● REQUIRED TASKS:
A - List every relative of Lady Lucy Herbert named in the biography of her, along with each one's relationship to her.
B - According to the biography of Lady Lucy Herbert, in what year was she elected prioress?
C - Continue the biography of Lady Lucy Herbert, starting right after its final sentence.

● PROVIDED TEXT:

══════════════════════════════

Lady Lucy Herbert CRSA (1669 – 19 January 1743/44) was an English aristocrat who became a canoness regular and devotional writer in Flanders.

==Life==
Herbert was the fourth daughter of William Herbert, 1st Marquis of Powis, a leading Catholic nobleman, by his wife Elizabeth Somerset, younger daughter of Edward Somerset, 2nd Marquis of Worcester.

She left England for the Spanish Netherlands, where she was admitted to the priory of the English canonesses regular at Bruges around 1690. She professed solemn vows as a full member of the monastic community in 1693, and was elected prioress of the community in 1709. Under her leadership the convent gained more members. She imported a marble altar from Rome and made improvements including building a chaplain's house and rebuilding the church.

══════════════════════════════

● SUPPLIED DATA:
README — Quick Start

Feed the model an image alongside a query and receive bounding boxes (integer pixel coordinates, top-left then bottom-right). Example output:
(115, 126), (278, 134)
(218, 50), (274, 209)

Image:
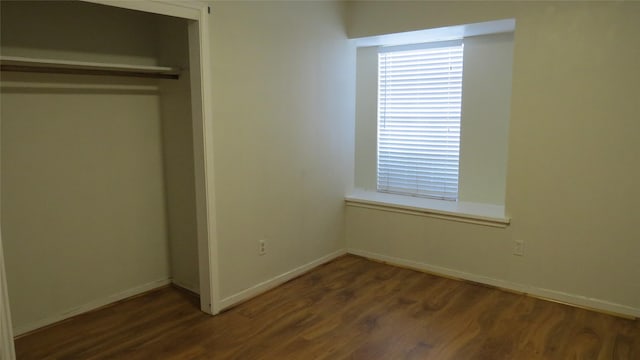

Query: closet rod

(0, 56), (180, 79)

══════════════════════════════

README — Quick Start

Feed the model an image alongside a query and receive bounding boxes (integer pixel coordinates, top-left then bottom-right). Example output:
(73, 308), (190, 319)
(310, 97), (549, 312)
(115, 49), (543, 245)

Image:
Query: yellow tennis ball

══════════════════════════════

● ANSWERS BY TASK:
A -
- William Herbert, 1st Marquis of Powis: her father
- Elizabeth Somerset: her mother
- Edward Somerset, 2nd Marquis of Worcester: her maternal grandfather

B - 1709

C -
She died in Bruges in 1743 or 1744.

==Writings==
- 'Several excellent Methods of hearing Mass,’ Bruges, 1722, 8vo; 1742, 12mo; [London], 1791, 12mo.
- 'Several Methods and Practices of Devotions appertaining to a Religious Life,’ Bruges, 1743, 12mo; [London], 1791, 12mo.

These two works, together with her 'Meditations,’ are reprinted in The Devotions of the Lady Lucy Herbert of Powis, edited by the Rev. John Morris, S.J., London, 1873, 12mo.